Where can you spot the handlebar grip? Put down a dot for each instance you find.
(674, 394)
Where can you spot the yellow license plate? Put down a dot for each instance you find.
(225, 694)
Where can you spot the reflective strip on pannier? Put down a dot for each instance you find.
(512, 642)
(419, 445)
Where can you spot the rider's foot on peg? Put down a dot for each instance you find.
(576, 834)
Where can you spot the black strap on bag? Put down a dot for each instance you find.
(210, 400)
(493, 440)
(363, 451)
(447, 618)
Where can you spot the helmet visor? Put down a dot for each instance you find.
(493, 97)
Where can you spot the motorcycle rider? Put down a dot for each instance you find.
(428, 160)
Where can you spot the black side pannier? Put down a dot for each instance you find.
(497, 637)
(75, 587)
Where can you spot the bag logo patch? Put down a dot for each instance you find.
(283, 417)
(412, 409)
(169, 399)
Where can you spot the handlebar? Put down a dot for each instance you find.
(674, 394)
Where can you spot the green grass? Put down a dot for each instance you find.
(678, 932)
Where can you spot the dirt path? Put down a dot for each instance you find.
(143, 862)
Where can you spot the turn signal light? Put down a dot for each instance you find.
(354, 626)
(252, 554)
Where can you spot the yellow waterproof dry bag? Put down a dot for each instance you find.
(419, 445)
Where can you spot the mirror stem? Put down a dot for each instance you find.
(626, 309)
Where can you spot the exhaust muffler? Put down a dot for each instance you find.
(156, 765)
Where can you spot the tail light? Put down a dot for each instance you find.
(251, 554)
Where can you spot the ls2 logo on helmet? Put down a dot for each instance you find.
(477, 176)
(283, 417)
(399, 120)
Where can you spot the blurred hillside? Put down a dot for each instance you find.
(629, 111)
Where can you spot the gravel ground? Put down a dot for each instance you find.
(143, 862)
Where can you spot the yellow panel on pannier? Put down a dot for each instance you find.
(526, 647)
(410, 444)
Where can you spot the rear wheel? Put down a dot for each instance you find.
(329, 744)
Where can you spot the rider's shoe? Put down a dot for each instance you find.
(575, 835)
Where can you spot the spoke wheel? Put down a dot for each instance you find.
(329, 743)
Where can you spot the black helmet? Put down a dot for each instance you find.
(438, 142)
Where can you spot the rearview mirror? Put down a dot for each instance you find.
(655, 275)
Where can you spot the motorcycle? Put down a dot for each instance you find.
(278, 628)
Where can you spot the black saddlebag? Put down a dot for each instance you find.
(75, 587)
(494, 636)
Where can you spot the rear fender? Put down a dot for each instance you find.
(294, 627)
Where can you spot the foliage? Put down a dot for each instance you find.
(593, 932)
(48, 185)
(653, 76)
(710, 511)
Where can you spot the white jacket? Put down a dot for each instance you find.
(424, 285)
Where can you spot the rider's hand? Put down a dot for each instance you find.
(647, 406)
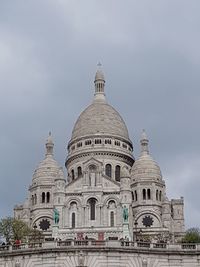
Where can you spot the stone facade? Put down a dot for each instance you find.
(104, 181)
(108, 254)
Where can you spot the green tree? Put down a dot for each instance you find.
(13, 229)
(6, 229)
(20, 230)
(192, 235)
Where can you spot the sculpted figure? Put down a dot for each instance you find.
(56, 216)
(125, 214)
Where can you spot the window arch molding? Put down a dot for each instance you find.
(111, 198)
(108, 170)
(73, 199)
(92, 202)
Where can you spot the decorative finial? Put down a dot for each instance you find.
(49, 145)
(144, 143)
(99, 84)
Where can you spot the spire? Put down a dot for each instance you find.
(99, 85)
(49, 145)
(144, 143)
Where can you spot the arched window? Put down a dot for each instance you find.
(144, 193)
(160, 196)
(32, 199)
(156, 194)
(48, 197)
(73, 176)
(43, 197)
(148, 194)
(109, 170)
(117, 173)
(73, 220)
(79, 172)
(112, 219)
(92, 203)
(135, 195)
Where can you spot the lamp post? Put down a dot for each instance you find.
(135, 236)
(35, 227)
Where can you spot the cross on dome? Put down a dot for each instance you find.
(49, 145)
(144, 143)
(99, 84)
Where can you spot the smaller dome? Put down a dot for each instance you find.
(48, 169)
(99, 75)
(145, 168)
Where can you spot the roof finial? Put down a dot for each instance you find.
(99, 84)
(144, 143)
(49, 145)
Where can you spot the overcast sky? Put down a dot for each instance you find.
(150, 51)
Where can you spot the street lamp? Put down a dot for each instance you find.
(135, 236)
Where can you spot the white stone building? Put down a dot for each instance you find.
(107, 194)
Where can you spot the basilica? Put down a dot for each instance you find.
(107, 194)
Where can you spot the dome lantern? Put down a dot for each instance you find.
(144, 143)
(99, 85)
(49, 145)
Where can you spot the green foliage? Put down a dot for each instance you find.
(13, 229)
(6, 229)
(192, 235)
(20, 230)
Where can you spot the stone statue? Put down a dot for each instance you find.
(125, 214)
(56, 216)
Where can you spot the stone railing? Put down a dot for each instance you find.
(101, 244)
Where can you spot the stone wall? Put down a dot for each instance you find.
(100, 254)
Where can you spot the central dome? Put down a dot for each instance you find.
(101, 119)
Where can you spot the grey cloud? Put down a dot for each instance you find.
(150, 55)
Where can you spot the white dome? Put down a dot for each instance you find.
(145, 168)
(99, 75)
(47, 171)
(100, 119)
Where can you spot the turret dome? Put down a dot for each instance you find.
(145, 168)
(48, 169)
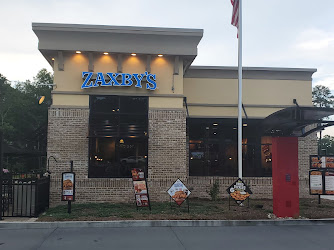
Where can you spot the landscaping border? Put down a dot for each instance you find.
(162, 223)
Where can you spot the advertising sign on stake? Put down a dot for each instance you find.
(140, 187)
(329, 182)
(68, 186)
(239, 191)
(316, 182)
(178, 192)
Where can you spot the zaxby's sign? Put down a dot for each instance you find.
(145, 80)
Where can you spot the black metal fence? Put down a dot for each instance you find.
(24, 195)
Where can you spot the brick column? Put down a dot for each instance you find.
(167, 153)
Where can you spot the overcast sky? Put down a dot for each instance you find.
(276, 33)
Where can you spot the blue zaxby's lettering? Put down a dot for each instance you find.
(119, 79)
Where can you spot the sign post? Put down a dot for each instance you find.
(1, 171)
(179, 193)
(321, 175)
(68, 188)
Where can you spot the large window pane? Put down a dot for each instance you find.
(213, 148)
(118, 135)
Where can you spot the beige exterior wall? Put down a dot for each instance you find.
(165, 102)
(70, 100)
(74, 64)
(269, 95)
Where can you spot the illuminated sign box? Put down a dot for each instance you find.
(145, 80)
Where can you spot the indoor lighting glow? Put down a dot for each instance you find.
(41, 99)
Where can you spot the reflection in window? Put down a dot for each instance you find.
(213, 148)
(117, 135)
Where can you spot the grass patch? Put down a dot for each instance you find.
(199, 210)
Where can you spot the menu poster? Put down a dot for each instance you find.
(239, 191)
(142, 200)
(315, 161)
(179, 192)
(68, 186)
(316, 185)
(140, 186)
(137, 174)
(329, 183)
(329, 161)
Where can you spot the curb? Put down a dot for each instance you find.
(161, 223)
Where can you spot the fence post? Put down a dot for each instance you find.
(1, 171)
(36, 198)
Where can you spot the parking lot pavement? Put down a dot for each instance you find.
(205, 238)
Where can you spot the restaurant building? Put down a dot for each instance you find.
(128, 97)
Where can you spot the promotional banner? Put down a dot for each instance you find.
(140, 186)
(68, 186)
(179, 192)
(239, 191)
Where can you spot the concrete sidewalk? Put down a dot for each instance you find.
(28, 224)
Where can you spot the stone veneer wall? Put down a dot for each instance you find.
(67, 140)
(260, 186)
(167, 151)
(167, 160)
(307, 146)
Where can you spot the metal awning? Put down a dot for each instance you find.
(293, 120)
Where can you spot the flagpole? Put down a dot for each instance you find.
(240, 92)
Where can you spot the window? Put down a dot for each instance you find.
(213, 148)
(117, 135)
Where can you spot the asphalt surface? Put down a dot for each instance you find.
(229, 237)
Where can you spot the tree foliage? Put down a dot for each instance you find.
(322, 97)
(20, 113)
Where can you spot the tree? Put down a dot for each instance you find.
(22, 119)
(322, 97)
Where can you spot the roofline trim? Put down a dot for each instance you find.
(224, 68)
(116, 29)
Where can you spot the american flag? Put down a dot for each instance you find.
(235, 13)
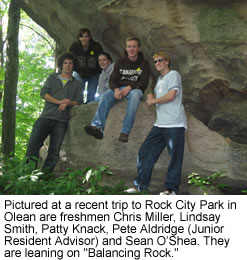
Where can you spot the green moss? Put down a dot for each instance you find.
(221, 25)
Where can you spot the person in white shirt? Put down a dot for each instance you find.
(168, 130)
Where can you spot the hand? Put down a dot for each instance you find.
(62, 107)
(65, 101)
(117, 94)
(125, 91)
(150, 99)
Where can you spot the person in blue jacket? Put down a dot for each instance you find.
(61, 91)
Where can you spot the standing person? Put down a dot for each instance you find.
(61, 91)
(105, 63)
(168, 130)
(128, 80)
(87, 52)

▶ **WHAT YOU HAVE TO DO**
Please retype exactly the lines from the line containing "Where can you spot the tree?" through the final line of the records above, inclusive, leaving out any pictures.

▶ **RESPONSE FOR THIS EXERCISE**
Where can you spot the tree? Put down a dot for each instance you find.
(22, 119)
(322, 97)
Where can you spot the roofline trim? Put down a dot for each instance you find.
(224, 68)
(116, 29)
Where can you spot the american flag? Put down a dot for each instance you find.
(235, 13)
Where can you spot the green moss? Put down a dot for each instance you find.
(221, 25)
Where can you spot the person in white shirt? Put down a dot for each instance you find.
(168, 130)
Where can you spot the hand? Put down a dot for each instance you find.
(62, 107)
(65, 101)
(117, 94)
(125, 91)
(150, 99)
Where can you spot the person in blue jacket? Put down a dot for each instance you find.
(61, 91)
Where can you spot the standing person? Put down a dot for each instance you find.
(61, 91)
(105, 63)
(168, 130)
(128, 80)
(87, 52)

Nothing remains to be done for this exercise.